#### TASK INSTRUCTIONS:
Reproduce the data exactly; no word may be added or dropped.

[Referring expression pointing data]
<<<<

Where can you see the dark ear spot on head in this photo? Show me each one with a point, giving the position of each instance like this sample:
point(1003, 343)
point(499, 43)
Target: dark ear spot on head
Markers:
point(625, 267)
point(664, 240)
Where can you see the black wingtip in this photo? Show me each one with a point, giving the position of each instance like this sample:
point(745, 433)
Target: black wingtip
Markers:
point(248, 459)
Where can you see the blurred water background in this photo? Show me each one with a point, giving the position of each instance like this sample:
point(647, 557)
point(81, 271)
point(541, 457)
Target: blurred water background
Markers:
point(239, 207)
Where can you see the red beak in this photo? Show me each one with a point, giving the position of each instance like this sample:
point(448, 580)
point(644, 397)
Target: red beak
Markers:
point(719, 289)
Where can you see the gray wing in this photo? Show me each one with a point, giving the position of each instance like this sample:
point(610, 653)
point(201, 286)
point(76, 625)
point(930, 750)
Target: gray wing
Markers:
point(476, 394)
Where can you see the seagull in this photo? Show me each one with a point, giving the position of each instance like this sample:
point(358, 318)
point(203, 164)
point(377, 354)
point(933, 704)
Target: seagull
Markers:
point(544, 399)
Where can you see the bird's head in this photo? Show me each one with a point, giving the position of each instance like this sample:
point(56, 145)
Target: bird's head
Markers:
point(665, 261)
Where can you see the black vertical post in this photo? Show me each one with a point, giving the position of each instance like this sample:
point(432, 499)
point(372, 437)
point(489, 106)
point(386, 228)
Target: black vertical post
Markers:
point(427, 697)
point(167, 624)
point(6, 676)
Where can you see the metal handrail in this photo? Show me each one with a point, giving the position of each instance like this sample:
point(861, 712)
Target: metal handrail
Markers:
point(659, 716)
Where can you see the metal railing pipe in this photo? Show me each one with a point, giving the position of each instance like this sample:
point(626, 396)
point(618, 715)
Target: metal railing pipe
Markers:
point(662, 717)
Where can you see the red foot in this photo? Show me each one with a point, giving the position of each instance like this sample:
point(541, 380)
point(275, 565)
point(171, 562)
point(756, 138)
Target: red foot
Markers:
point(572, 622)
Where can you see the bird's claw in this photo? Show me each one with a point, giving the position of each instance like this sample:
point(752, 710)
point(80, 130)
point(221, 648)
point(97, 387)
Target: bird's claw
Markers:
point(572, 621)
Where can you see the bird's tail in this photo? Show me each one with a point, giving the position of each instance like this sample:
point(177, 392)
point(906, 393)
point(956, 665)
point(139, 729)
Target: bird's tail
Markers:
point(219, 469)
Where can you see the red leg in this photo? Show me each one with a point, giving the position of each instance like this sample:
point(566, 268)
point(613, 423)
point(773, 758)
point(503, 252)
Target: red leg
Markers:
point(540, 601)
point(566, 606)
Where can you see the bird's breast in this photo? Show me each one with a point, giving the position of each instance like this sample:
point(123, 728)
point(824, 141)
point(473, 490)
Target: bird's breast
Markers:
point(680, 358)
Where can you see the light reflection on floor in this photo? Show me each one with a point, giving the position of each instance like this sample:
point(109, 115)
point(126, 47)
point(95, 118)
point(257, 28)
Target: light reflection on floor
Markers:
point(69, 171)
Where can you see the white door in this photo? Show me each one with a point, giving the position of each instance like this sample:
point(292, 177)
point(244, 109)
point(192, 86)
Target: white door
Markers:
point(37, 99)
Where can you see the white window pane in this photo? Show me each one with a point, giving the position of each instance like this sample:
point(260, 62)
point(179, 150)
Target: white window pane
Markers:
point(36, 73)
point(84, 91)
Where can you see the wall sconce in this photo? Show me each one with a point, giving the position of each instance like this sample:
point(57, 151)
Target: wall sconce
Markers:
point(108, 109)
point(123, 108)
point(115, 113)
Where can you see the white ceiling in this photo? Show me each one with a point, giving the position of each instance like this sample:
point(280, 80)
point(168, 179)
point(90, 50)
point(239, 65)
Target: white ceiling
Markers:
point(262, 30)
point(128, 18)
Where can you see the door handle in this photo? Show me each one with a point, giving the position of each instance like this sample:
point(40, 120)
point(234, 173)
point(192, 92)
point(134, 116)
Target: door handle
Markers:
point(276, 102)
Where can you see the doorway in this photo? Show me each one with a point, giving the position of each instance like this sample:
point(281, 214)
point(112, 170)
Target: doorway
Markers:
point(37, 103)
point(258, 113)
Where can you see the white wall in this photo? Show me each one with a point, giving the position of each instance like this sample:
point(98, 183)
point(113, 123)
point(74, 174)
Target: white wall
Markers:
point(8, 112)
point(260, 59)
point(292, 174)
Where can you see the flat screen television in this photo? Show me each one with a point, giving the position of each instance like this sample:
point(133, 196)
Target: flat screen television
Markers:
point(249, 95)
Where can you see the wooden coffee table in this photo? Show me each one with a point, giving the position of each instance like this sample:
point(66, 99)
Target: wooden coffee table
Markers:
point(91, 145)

>>>>

#### RESPONSE AREA:
Where can you see the dark ear spot on head in this photo? Show me each one with a point, giving the position of each instance like this sample:
point(1003, 343)
point(499, 43)
Target: dark ear spot on head
Markers:
point(625, 267)
point(664, 240)
Where can you see the black wingtip in this photo? Show me each one with a point, giving the position of each instance like this sample:
point(745, 433)
Target: black wingtip
Markers:
point(248, 459)
Where can you see the blurred water background in this photo? Show me each one with a point, giving the position of each instance like this sample:
point(647, 557)
point(81, 271)
point(541, 457)
Target: blurred water background
Markers:
point(239, 207)
Where can you see the red beak in this photo? Show me each one with a point, giving the position of each instance like this sample:
point(448, 580)
point(644, 397)
Target: red beak
Markers:
point(719, 289)
Where can you see the gray wing in this photo? Show me each one with a point, giving the position of each instance like this sample:
point(610, 653)
point(201, 286)
point(76, 625)
point(930, 750)
Target: gray wing
Markers:
point(476, 394)
Where can you see the seagull in this photo? Show me each one with a point, giving the position of each instance like this sample:
point(358, 318)
point(203, 164)
point(377, 354)
point(933, 704)
Target: seagull
Markers:
point(544, 399)
Where can you see the bird's head in this photo? Show me each one with a point, giving the position of each instance like this sample:
point(56, 145)
Target: bird's head
Markers:
point(665, 261)
Where can you see the black vertical post in this photo? Show me each one with a point, giving the position of each instance like this sample:
point(432, 499)
point(372, 437)
point(489, 106)
point(386, 228)
Target: black vertical post
Markers:
point(427, 697)
point(167, 624)
point(6, 676)
Where can you see the metal handrail in this photo? Show me each one with a point, giving the position of each instance like this sample:
point(861, 712)
Target: metal handrail
Markers:
point(659, 716)
Where can you see the metal railing pipe in this photo? Show me each one with a point, giving the position of each instance like this sample:
point(626, 396)
point(618, 715)
Target: metal railing pipe
Markers:
point(662, 717)
Where can you see the red foot in this photo? Show me each one with a point, giving the position of each instance like this sample:
point(541, 380)
point(275, 565)
point(171, 562)
point(756, 138)
Target: red foot
Markers:
point(572, 622)
Where can you see the bird's claw in this photo? Show me each one with a point, giving the position of each instance like this sample:
point(752, 710)
point(80, 130)
point(221, 648)
point(97, 387)
Target: bird's claw
Markers:
point(572, 621)
Where can you see the bird's tail in this photo? Show me each one with a point, giving the position of each instance like this sample:
point(177, 392)
point(906, 393)
point(956, 665)
point(139, 729)
Target: bird's tail
Markers:
point(219, 469)
Where can you see the red leg in this photo? Show me each one with a point, giving the position of each instance like this sample:
point(566, 268)
point(613, 423)
point(773, 758)
point(503, 252)
Target: red leg
Markers:
point(540, 601)
point(566, 606)
Where can you see the bird's breast in this photo? Show me each one with a point, giving the position of each instance like this sample:
point(123, 728)
point(824, 141)
point(473, 490)
Target: bird's breast
Markers:
point(680, 358)
Where can you see the light reflection on floor in this photo? Show me each one with a point, giving the position of each instance like this sample:
point(109, 115)
point(126, 47)
point(95, 118)
point(257, 28)
Target: light reflection on floor
Markers:
point(69, 171)
Where can you see the white door in this photo? Show me each one with a point, giving the position of each instance like this sample:
point(292, 177)
point(244, 109)
point(192, 86)
Target: white door
Markers:
point(37, 99)
Where can you see the white window pane in this photo? Show me each one with a point, giving the position of each instance like this sample:
point(260, 62)
point(179, 150)
Target: white window pane
Markers:
point(36, 73)
point(84, 91)
Where can you see the wall sconce in this photo? Show me each one with a point, giving the position of each instance like this sample:
point(57, 151)
Target: wall sconce
Markers:
point(108, 109)
point(123, 108)
point(115, 113)
Where can you see the white ceiling in this photo? Show me each one with a point, giving the position of each instance like this sample:
point(280, 80)
point(168, 179)
point(90, 50)
point(239, 65)
Target: white ceiling
Markers:
point(262, 30)
point(128, 18)
Where can you see the door handle in this photo? Show me each one with a point, giving the position of each instance like this sample:
point(40, 120)
point(234, 173)
point(192, 92)
point(134, 116)
Target: door handle
Markers:
point(276, 102)
Where can you see the doorway in this photo? Show me each one with a point, giving the position of each instance like this sample:
point(281, 214)
point(112, 170)
Target: doorway
Markers:
point(37, 103)
point(258, 113)
Where can you see the white wall in this photo? Show me each one with a point, giving the position of each instance like this sample:
point(98, 183)
point(113, 123)
point(74, 174)
Target: white wall
Markers:
point(8, 112)
point(260, 59)
point(292, 174)
Where can you see the flat screen television in this photo? Show me each one with a point, giving the position of each instance like this sample:
point(133, 196)
Target: flat screen television
Markers:
point(249, 95)
Where can you see the wooden coffee table in this photo? Show me each one with a point, giving the position of each instance like this sample:
point(66, 99)
Target: wooden coffee table
Markers:
point(91, 145)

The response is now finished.